SET EXERCISE >> Copy each of the following lines word for word, keeping every character, number, and line break the same.
---- DATASET RECORDS
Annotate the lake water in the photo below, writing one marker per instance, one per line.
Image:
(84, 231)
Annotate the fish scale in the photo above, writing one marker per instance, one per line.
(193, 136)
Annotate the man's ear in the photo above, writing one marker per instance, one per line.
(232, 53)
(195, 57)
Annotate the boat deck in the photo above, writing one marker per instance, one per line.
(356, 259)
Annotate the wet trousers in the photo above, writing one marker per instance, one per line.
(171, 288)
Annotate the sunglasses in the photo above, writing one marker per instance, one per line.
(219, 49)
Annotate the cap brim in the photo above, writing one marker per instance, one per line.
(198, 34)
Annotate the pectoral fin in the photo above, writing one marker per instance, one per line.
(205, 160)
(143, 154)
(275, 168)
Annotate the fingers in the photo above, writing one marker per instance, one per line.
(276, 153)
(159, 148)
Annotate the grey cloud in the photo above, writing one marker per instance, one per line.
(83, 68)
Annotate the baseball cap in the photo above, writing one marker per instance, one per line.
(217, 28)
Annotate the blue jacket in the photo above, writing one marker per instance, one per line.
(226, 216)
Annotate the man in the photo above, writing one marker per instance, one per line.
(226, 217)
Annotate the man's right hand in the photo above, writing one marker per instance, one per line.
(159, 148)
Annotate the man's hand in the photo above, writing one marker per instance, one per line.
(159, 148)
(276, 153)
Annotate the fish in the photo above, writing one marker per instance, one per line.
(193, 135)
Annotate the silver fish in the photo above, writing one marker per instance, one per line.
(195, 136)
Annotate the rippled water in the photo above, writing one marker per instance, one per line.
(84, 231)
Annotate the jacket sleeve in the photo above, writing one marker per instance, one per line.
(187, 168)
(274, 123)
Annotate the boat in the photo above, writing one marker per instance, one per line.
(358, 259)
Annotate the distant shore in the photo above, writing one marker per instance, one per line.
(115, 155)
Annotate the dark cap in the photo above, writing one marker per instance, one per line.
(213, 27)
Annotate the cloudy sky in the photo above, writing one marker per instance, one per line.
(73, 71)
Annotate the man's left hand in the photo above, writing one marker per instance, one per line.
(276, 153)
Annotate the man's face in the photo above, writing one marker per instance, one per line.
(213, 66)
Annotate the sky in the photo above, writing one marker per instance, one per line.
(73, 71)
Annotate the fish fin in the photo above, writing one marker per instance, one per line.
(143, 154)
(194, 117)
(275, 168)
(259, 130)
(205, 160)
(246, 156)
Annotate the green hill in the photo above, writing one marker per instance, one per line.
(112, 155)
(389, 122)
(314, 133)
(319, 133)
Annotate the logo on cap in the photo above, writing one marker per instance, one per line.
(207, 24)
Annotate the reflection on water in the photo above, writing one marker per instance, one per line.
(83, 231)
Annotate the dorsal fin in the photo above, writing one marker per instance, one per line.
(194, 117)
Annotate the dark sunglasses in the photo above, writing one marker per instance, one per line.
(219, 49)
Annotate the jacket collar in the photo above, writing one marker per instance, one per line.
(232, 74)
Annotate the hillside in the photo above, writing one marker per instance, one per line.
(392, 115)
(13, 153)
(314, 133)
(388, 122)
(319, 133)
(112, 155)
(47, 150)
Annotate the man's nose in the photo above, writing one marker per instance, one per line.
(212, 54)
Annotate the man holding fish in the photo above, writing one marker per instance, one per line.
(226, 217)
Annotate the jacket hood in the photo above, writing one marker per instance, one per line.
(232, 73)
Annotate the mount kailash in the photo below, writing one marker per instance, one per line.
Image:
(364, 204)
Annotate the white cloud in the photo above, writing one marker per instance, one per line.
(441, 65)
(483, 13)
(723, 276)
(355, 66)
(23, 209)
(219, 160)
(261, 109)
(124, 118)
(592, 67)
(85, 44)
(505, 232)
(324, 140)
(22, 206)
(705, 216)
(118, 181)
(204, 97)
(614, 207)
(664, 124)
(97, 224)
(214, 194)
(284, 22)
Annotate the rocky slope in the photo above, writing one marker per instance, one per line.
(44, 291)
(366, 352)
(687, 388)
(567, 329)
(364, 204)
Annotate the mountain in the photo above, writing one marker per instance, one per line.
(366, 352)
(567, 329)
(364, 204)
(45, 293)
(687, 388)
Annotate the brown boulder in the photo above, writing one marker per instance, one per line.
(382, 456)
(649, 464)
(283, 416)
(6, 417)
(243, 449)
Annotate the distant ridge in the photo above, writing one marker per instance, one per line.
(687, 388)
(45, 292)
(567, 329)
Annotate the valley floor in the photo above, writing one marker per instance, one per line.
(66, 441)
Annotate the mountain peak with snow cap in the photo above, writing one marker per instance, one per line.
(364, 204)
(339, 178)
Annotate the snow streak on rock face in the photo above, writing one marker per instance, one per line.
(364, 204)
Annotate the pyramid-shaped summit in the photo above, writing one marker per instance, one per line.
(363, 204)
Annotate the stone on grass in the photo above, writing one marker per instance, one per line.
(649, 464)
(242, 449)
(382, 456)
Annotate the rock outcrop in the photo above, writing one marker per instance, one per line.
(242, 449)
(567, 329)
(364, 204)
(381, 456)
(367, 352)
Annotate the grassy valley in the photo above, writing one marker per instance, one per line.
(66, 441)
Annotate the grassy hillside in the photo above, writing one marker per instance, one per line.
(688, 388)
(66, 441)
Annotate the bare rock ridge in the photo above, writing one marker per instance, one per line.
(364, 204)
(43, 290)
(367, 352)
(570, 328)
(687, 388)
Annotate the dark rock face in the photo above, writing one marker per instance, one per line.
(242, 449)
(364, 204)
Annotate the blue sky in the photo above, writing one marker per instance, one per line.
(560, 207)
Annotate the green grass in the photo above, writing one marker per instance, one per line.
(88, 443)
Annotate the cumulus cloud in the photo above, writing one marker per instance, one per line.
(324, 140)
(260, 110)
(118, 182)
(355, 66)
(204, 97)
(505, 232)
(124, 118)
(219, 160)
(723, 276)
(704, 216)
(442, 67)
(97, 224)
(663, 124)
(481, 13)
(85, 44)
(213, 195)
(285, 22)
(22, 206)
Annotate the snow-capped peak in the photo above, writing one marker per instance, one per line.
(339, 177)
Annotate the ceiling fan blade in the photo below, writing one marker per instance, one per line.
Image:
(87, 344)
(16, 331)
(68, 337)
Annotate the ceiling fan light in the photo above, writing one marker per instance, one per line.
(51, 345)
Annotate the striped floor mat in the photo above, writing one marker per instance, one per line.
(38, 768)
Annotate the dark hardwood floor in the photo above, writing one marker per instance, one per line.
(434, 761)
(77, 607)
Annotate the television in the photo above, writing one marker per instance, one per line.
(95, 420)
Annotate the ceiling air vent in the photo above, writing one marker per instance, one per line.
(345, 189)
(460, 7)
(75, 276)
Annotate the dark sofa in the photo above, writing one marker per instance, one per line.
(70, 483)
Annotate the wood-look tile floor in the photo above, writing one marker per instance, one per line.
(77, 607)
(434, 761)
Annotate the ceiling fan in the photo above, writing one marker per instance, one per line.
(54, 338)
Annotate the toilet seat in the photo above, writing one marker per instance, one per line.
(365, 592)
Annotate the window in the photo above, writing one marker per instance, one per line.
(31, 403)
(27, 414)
--------
SOLUTION TO THE PROBLEM >>
Annotate the lake water in the photo below, writing one marker per instance, one per line.
Image:
(84, 231)
Annotate the fish scale in the photo above, writing one marker per instance, one per line.
(193, 136)
Annotate the man's ear in the photo above, writing one marker per instance, one per line.
(232, 53)
(195, 57)
Annotate the boat deck in the photo above, writing one marker per instance, one per line.
(356, 259)
Annotate the wet trousers in the photo above, writing one marker per instance, one per line.
(171, 288)
Annotate the sunglasses in the photo above, writing one marker per instance, one per line.
(219, 49)
Annotate the cap brim in the photo above, writing one marker per instance, one per line.
(198, 34)
Annotate the pectoral fin in the photo above, writing one marker per instance, one per line.
(205, 160)
(143, 154)
(275, 168)
Annotate the fingers in the photo above, writing one marker per instance, one per line.
(276, 153)
(159, 148)
Annotate the grey cloud in the photo above, writing one marker per instance, one per line.
(83, 68)
Annotate the baseball cap in the photo above, writing one marker per instance, one per line.
(217, 28)
Annotate the blue jacket in the photo above, writing one marker per instance, one per line.
(226, 216)
Annotate the man in the photo above, writing one marker per instance, one per line.
(226, 217)
Annotate the man's right hand in the photo above, writing one marker per instance, one per line.
(159, 148)
Annotate the man's hand in the photo above, writing one marker per instance, one per line.
(159, 148)
(276, 153)
Annotate the fish in the photo above, writing one marker per instance, one per line.
(193, 135)
Annotate the silver fish in the photo above, writing one marker per instance, one per line.
(195, 136)
Annotate the rippled water in the photo above, writing one marker per instance, one per line.
(84, 231)
Annotate the jacket sleeve in the photo above, writing one marker per instance, one per line.
(187, 168)
(274, 123)
Annotate the boat in the photo above, writing one marker per instance, one per line.
(358, 259)
Annotate the distant shore in the photo above, writing one marker per instance, one per line.
(115, 155)
Annotate the dark cap in the photo above, writing one marker per instance, one per line.
(213, 27)
Annotate the cloudy sky in the photo above, writing one marker per instance, one per line.
(73, 71)
Annotate the man's left hand in the photo above, writing one marker per instance, one per line.
(276, 153)
Annotate the man's face in the photo above, writing one marker per instance, one per line.
(213, 66)
Annotate the sky in the photo above, writing one marker per instance, one per line.
(73, 71)
Annotate the fish fin in the photo above, writing one marker per instance, one per line.
(143, 154)
(194, 117)
(275, 168)
(259, 130)
(205, 160)
(246, 156)
Annotate the green hill in the photo above, writing one marker per instance, one per line.
(112, 155)
(389, 122)
(314, 133)
(319, 133)
Annotate the logo on cap in the photo above, writing one marker per instance, one per line.
(207, 24)
Annotate the reflection on water in the photo above, writing one marker per instance, one per line.
(83, 231)
Annotate the dorsal fin in the photo above, writing one marker per instance, one per line.
(194, 117)
Annotate the dark sunglasses in the photo above, writing one marker per instance, one per line.
(219, 49)
Annotate the jacket collar in the photo above, writing one marker per instance, one per line.
(232, 74)
Annotate the hillside in the photo above, writing one marker per instance, one per line.
(392, 115)
(13, 153)
(314, 133)
(388, 122)
(319, 133)
(112, 155)
(47, 150)
Annotate the man's nose in the photo above, writing one marker per instance, one per line.
(212, 54)
Annotate the man holding fish in the photo above, writing one marker per instance, one per line.
(226, 217)
Annotate the jacket hood in the photo above, writing one marker per instance, one per line.
(232, 73)
Annotate the mount kailash in the photo below, writing one marker per instance, one per line.
Image:
(364, 204)
Annotate the white cloud in the photo above, writing one marker per instance, one per line.
(441, 65)
(483, 13)
(723, 276)
(355, 66)
(23, 209)
(219, 160)
(261, 109)
(124, 118)
(592, 67)
(85, 44)
(505, 232)
(324, 140)
(22, 206)
(705, 216)
(118, 181)
(204, 97)
(614, 207)
(664, 124)
(97, 224)
(214, 194)
(284, 22)
Annotate the rocky slope in the photo above, writing one marker per instance, one per line.
(44, 291)
(366, 352)
(687, 388)
(567, 329)
(364, 204)
Annotate the mountain in the photo above, writing one marker per instance, one per line.
(366, 352)
(567, 329)
(364, 204)
(45, 293)
(687, 388)
Annotate the brown boulder in the photo above, writing one marker per instance, one per line.
(382, 456)
(649, 464)
(283, 416)
(6, 417)
(243, 449)
Annotate the distant ridge in the photo above, writing one marker per instance, one per line.
(687, 388)
(45, 292)
(567, 329)
Annotate the valley floor in the photo above, writing one marker per instance, one per line.
(66, 441)
Annotate the mountain peak with snow cap in the photo above, writing one marker per instance, one per line.
(364, 204)
(339, 178)
Annotate the snow streak on rock face in the photo above, writing one marker per instance, one per line.
(364, 204)
Annotate the pyramid-shaped summit in the photo above, writing one marker per instance, one per line.
(363, 204)
Annotate the stone on grass in the photo above, writing one marker per instance, one per line.
(649, 464)
(242, 449)
(382, 456)
Annotate the rock outcrop in the photo above, writing one marker per instance, one per line.
(242, 449)
(567, 329)
(364, 204)
(381, 456)
(367, 352)
Annotate the grassy valley in the photo above, writing one marker per instance, one per line.
(66, 441)
Annotate the grassy hillside in the photo above, writing one marker per instance, one per line.
(688, 388)
(66, 441)
Annotate the bare rock ridge in the photo above, writing one marker per instance, one per line.
(364, 204)
(43, 290)
(367, 352)
(570, 328)
(687, 388)
Annotate the dark rock face in the photo above, writing one marker per instance, one per line.
(242, 449)
(364, 204)
Annotate the blue sky in the photo above, writing one marker per instance, one per line.
(560, 207)
Annotate the green grass in the photo above, writing one marker per instance, one per line.
(88, 443)
Annotate the cumulus cloud in the photo above, writing one marker per instance, one per line.
(324, 140)
(260, 110)
(118, 182)
(355, 66)
(204, 97)
(505, 232)
(124, 118)
(219, 160)
(723, 276)
(704, 216)
(442, 67)
(97, 224)
(663, 124)
(481, 13)
(85, 44)
(213, 195)
(285, 22)
(22, 206)
Annotate the snow-capped peak in the photo above, writing one marker per instance, one per line.
(339, 177)
Annotate the ceiling fan blade in the photo below, writing one marker per instance, one per line.
Image:
(87, 344)
(16, 331)
(68, 337)
Annotate the ceiling fan light in the photo above, writing one marker per instance, one per line.
(51, 345)
Annotate the striped floor mat in the photo above, writing one marker per instance, one per line.
(38, 768)
Annotate the dark hardwood floor in the photo above, writing one marker per instance, one per line.
(434, 761)
(77, 607)
Annotate the television in the photo above, writing one marker per instance, one per line.
(95, 420)
Annotate the ceiling air vent in the photo above, writing one marker per instance, one per line.
(345, 189)
(460, 7)
(75, 276)
Annotate the dark sofa in the photo above, writing one marker per instance, one per line.
(70, 483)
Annotate the wood-look tile floor in the photo above, writing one marker per instance, one per line.
(77, 607)
(434, 761)
Annotate the ceiling fan in the photo above, writing one marker per instance, one per line.
(54, 338)
Annotate the toilet seat in the photo above, writing one marker per instance, one per line.
(365, 592)
Annotate the window in the photo above, writing one marker per instance, one per line.
(31, 403)
(27, 414)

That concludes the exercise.